EXTRACT start

Legislative Assembly for the ACT: 2008 Week 06 Hansard (Friday, 27 June 2008) . . Page.. 2294 ..
projects should proceed. Community interest is central to that. That is why planning systems exist—to balance the impact of uses against other land uses and, most importantly in the context of the human environment, human health and human amenity. Those are the issues that will all be brought to play through the statutory planning process.
I find it remarkable that someone like Mr Pratt would believe that he understands the potential impacts or otherwise of projects ahead of the assessment process. He does not seem to understand that there are people with a great deal more knowledge, understanding and expertise in the assessment of impacts than he has. Perhaps, if he has any confidence in and any respect for a statutory planning process where impacts are properly assessed and considered, he should take a second look at his actions. But, no, instead we hear: “We will chain ourselves to the bulldozers.” That is the Liberal Party’s position on this matter—chain yourself to the bulldozer; do not think about the issues; do not think about the analysis that has to occur; do not think about the investigations; do not think about the fact that it is assessed by an independent statutory authority; do not think about any of those things, just get some short-term political gain. Their position is hypocritical, and they will stand condemned for it.

EXTRACT end

• _WHAT TO WORK ON_:
a - From the Hansard extract, list each thing that comes after the words "do not think about."
b - Please resume the Hansard extract on planning, starting after its final sentence.
The rows after this point are separate material with no connection to the Hansard extract.

INFORMATION SHOWN start

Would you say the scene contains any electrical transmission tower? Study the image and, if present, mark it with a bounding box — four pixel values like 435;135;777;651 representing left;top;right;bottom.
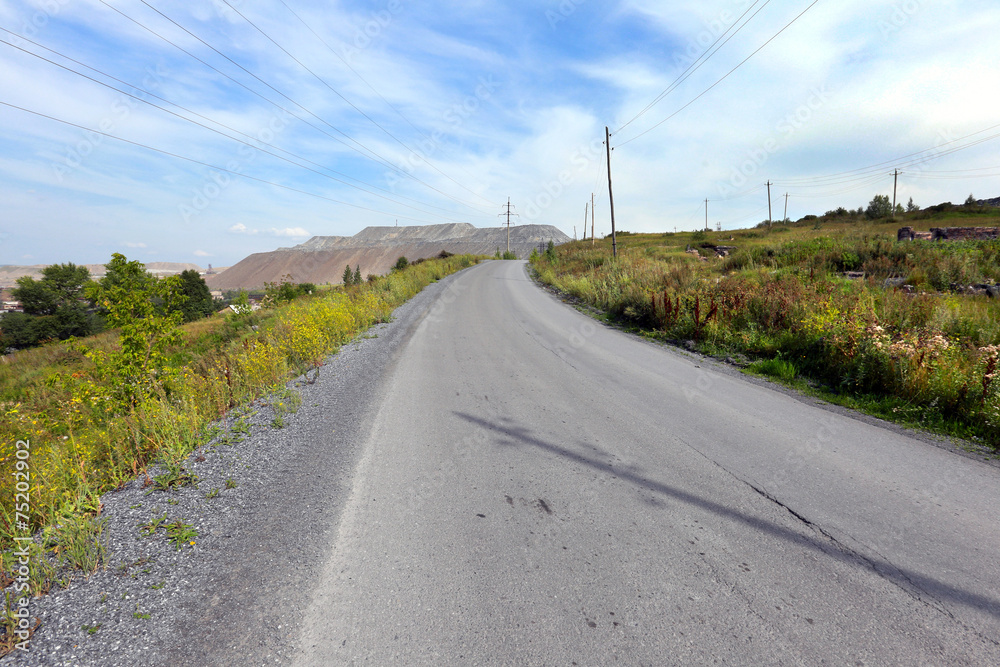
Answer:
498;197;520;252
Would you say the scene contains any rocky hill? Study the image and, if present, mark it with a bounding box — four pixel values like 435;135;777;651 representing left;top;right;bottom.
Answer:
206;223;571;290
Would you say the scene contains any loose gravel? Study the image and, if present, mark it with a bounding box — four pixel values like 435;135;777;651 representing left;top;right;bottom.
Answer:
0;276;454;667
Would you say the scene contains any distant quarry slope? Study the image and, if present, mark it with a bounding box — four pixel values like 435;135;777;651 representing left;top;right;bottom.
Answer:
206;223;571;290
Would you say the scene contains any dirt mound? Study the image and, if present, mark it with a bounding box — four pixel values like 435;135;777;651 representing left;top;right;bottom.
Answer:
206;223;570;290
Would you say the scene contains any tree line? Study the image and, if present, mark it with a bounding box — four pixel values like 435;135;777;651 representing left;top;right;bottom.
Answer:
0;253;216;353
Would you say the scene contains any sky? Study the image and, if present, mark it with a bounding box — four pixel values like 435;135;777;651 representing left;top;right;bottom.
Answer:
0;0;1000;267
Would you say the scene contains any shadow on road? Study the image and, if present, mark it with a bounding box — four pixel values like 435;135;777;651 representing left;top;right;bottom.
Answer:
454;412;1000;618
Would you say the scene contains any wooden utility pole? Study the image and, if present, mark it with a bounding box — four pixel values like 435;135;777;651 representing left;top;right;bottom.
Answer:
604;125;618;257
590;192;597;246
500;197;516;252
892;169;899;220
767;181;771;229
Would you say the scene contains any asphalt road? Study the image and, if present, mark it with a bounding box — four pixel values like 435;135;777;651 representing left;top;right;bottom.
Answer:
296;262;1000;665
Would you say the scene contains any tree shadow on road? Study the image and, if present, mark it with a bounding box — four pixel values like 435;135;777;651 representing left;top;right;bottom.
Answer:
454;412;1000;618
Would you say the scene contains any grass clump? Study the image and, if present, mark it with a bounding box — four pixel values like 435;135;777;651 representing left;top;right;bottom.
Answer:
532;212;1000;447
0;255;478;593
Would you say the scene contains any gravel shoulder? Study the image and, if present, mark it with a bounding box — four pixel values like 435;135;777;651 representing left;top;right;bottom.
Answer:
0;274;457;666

INFORMATION SHOWN end
INFORMATION SHOWN start

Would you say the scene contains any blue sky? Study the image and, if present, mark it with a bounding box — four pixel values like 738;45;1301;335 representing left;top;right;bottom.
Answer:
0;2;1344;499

INFORMATION SHOWN end
INFORMATION SHOWN start

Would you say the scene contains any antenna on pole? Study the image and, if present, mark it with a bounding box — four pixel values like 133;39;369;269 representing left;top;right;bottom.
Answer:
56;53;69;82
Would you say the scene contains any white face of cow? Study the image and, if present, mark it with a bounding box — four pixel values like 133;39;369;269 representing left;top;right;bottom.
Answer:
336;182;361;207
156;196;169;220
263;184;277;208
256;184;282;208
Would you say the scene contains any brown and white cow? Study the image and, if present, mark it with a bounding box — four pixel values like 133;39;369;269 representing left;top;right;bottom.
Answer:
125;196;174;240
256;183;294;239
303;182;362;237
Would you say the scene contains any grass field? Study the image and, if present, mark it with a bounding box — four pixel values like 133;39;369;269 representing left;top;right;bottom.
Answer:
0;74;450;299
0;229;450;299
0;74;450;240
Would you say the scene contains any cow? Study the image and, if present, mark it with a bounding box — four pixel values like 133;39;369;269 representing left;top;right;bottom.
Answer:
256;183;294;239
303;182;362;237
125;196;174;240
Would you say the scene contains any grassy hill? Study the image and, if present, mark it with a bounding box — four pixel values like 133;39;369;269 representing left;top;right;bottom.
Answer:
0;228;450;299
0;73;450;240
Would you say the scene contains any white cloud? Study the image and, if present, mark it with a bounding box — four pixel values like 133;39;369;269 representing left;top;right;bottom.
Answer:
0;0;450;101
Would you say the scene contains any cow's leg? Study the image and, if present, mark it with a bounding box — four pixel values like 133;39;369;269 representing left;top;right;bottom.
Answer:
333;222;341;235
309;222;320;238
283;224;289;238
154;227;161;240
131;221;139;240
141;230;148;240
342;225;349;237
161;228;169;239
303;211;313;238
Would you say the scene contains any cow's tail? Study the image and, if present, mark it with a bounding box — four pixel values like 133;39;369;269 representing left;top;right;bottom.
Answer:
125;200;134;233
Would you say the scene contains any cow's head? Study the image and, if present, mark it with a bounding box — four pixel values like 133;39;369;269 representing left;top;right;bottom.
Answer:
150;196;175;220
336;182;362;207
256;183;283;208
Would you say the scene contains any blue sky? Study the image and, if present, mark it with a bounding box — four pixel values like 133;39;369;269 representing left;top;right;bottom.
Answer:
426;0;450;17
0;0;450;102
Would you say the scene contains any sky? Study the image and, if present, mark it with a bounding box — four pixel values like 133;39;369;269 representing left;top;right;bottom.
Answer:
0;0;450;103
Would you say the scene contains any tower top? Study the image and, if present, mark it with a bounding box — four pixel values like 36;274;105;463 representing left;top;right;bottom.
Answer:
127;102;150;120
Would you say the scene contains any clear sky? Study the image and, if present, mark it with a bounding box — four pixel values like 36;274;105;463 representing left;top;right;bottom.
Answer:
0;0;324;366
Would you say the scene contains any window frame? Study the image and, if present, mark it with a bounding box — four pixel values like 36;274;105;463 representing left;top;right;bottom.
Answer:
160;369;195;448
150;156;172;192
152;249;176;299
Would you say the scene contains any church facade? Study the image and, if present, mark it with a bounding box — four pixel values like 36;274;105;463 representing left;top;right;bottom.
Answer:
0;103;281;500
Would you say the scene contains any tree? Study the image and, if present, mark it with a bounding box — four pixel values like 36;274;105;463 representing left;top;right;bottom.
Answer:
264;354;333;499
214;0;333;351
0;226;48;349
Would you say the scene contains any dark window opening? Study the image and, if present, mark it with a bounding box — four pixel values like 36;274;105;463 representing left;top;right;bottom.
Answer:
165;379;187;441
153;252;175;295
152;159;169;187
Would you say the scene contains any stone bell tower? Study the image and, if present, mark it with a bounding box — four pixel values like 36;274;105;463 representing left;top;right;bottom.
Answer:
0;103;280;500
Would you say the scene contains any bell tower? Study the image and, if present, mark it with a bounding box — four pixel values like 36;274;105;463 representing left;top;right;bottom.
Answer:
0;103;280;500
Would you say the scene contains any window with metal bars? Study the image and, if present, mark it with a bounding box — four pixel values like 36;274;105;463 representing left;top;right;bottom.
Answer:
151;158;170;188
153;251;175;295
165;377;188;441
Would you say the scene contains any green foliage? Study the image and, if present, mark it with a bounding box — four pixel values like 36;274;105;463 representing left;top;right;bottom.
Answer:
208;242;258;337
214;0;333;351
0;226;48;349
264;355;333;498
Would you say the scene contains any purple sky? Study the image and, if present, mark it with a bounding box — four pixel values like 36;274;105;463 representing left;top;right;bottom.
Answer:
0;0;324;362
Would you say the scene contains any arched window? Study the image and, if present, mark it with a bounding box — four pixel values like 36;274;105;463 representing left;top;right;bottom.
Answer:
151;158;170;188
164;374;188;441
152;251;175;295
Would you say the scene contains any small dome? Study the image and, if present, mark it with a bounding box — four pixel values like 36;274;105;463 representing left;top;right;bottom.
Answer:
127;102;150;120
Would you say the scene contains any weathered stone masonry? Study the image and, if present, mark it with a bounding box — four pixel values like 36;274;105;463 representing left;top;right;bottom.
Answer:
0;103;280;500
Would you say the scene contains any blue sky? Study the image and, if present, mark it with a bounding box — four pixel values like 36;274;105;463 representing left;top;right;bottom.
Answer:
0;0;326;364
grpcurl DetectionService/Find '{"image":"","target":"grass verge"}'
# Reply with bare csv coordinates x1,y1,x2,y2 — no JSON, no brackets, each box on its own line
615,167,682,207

INFORMATION SHOWN end

• _ANSWER LIST_:
a -
- the issues
- the analysis that has to occur
- the investigations
- the fact that it is assessed by an independent statutory authority
- any of those things

b -
MR PRATT (Brindabella) (8.07): Mr Speaker, we have just heard from the ex-Minister for Planning. His full arrogance was exercised, and that reflects the arrogant steamrolling of the community by the Stanhope government. They just shunt things over the community entirely. I remind Mr Corbell and his colleagues of a couple of fundamental points. The fundamental question is this: did ACTPLA and the LDA not get the idea that a 210 megawatt power station 600 metres from Macarthur would have a hell of an environmental impact? Did they blindly accept the much-flawed plume study undertaken by the proponents? By the way, I understand—please disprove me if I am wrong—that the plume study undertaken by a South Australian company, which may have an interest in the outcome of this project in any case, was undertaken against 255 microparts per metric tonne of nitrous oxide, which is one half of one per cent beneath the national standard for a nitrous oxide emission output. It was undertaken against one hour of air samples and was tested at the airport and not at Macarthur.
Mrs Dunne: Using Wagga temperatures.
MR PRATT: That is right, Mrs Dunne. It used Wagga Wagga temperatures, and it was not cycle tested with samples taken over 24 hours. Not only that, but there was not even a series of 24-hour cycles tested over the seasonal profiles that impact in this area. Mr Corbell, do not damn well talk to me about what I may or may not know about environmental impacts. If you knew more than I did, you might have talked about these particular issues, but I have not heard a peep out of you.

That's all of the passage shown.